__TASK DIRECTIONS__.
Extract the passage about coming to Wicca word for word, in full, reproducing every sentence and paragraph break as given.

__SELECTED TEXT__.
◇ ◇ ◇ ◇

The new friends I made were not concerned with who I used to be or what religion I was or wasn't practicing. My very first friend was a Pagan psychologist. She knew I was in pretty bad shape and used to call me every single morning to make sure that "the bubble gum and bailing wire" holding me together were still in place.

There was no ceremony, no moment of conversion. Slowly, as I began to see, hear and read what Pagans and Wiccans believed, I realized that I had always believed these things but I had never known that those beliefs were a religion that had a name. Even more amazingly, the rituals and practices of Wicca helped me heal.

Many Wiccans believe that everything is interconnected. The moment I really understood that I was a part of that interconnectedness, was the moment I realized that I did have the right to exist, to take up space on this earth and breath the air. I found my voice the moment I realized that, as a part of all that is connected, I have a right to a having a voice and to being heard. My life then began to fall into place in ways I never could have dreamed.

◇ ◇ ◇ ◇

__SOURCE DATA__.
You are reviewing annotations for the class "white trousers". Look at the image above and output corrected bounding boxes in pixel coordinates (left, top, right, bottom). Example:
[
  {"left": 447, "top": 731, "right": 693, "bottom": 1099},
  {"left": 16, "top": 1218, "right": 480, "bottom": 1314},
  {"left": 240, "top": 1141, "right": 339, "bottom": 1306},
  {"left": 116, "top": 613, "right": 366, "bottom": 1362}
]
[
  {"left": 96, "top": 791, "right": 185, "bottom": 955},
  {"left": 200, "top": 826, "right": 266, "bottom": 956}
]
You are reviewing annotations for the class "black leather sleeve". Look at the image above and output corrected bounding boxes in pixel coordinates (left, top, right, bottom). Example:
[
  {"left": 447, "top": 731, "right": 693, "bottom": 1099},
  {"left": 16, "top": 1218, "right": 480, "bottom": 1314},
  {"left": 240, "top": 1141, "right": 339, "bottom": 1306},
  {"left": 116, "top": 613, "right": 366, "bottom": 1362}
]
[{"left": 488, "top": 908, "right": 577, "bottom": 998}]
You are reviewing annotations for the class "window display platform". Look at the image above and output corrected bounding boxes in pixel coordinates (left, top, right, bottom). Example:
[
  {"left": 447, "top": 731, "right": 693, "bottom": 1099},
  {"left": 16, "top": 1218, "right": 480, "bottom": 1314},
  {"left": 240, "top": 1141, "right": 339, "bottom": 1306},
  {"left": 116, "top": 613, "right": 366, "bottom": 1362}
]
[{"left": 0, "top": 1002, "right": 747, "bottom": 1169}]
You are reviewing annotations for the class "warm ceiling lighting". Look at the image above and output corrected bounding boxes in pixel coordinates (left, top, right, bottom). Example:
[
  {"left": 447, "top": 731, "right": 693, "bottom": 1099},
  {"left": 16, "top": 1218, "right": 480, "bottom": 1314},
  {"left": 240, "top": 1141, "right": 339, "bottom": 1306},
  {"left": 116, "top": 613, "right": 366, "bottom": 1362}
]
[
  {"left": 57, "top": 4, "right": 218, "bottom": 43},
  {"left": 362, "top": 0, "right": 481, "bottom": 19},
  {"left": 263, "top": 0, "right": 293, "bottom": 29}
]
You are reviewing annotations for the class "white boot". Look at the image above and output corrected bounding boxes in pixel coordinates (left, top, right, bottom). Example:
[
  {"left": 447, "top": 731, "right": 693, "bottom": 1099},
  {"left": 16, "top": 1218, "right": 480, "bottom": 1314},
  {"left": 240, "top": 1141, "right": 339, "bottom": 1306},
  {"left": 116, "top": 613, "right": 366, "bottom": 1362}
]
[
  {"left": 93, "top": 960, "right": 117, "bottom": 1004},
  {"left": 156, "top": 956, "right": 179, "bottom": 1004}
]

◇ ◇ ◇ ◇

__OUTPUT FOR THIS EXERCISE__.
The new friends I made were not concerned with who I used to be or what religion I was or wasn't practicing. My very first friend was a Pagan psychologist. She knew I was in pretty bad shape and used to call me every single morning to make sure that "the bubble gum and bailing wire" holding me together were still in place.

There was no ceremony, no moment of conversion. Slowly, as I began to see, hear and read what Pagans and Wiccans believed, I realized that I had always believed these things but I had never known that those beliefs were a religion that had a name. Even more amazingly, the rituals and practices of Wicca helped me heal.

Many Wiccans believe that everything is interconnected. The moment I really understood that I was a part of that interconnectedness, was the moment I realized that I did have the right to exist, to take up space on this earth and breath the air. I found my voice the moment I realized that, as a part of all that is connected, I have a right to a having a voice and to being heard. My life then began to fall into place in ways I never could have dreamed.